Problem details
Give the line containing "Could you please tag every instance of the yellow" again, exactly, along with all later lines of the entries, through the last one.

[Data excerpts]
—————
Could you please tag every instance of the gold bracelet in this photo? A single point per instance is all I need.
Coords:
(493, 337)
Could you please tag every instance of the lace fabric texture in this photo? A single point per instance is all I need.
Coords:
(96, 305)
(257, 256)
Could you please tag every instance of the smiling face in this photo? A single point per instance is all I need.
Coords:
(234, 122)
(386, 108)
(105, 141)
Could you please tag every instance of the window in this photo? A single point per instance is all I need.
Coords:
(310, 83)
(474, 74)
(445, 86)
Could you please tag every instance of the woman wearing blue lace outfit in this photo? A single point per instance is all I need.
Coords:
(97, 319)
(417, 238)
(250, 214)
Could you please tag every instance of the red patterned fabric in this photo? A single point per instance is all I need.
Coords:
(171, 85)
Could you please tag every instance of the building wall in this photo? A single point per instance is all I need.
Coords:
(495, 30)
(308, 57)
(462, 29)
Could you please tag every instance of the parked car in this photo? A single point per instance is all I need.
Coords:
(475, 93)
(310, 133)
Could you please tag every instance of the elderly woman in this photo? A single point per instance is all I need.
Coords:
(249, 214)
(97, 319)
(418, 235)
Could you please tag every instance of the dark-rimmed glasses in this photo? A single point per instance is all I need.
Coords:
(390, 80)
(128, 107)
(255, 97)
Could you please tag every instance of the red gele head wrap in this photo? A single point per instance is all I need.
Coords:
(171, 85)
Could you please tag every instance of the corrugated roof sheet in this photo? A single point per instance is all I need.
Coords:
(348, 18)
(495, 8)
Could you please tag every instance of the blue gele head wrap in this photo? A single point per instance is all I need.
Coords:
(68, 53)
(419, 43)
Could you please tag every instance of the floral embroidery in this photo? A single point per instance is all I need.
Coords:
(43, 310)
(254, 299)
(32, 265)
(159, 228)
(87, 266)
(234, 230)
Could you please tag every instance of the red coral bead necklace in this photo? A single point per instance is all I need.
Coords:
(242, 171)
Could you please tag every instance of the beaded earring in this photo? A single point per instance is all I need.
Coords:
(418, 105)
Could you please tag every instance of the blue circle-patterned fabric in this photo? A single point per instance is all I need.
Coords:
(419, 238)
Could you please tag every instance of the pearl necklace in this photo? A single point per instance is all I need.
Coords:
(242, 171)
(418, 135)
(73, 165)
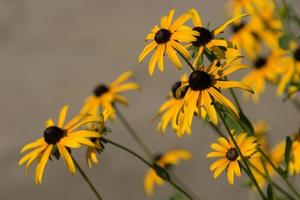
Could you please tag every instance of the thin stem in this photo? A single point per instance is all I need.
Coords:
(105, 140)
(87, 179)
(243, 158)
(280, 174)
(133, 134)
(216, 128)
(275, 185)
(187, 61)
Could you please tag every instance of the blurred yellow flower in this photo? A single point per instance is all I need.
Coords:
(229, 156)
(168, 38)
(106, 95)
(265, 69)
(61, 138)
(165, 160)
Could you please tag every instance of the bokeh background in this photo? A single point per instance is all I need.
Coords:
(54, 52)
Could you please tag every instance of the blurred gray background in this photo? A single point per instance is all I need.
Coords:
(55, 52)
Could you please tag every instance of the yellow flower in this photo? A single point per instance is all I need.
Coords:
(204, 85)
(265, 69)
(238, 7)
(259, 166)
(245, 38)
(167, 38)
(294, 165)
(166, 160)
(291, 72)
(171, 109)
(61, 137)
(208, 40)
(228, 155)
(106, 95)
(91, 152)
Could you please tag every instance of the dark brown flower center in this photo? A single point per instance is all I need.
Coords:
—————
Response to this task
Could you please tag every instance of the yellow flower in this photo? A single point per instance is all I need.
Coords:
(204, 85)
(265, 69)
(238, 7)
(259, 166)
(245, 38)
(167, 38)
(294, 165)
(166, 160)
(291, 72)
(171, 109)
(61, 137)
(208, 40)
(228, 155)
(106, 95)
(91, 152)
Could you please tag every instance of the dark brown flower center in this photo? A single point per instance is all I need.
Coords:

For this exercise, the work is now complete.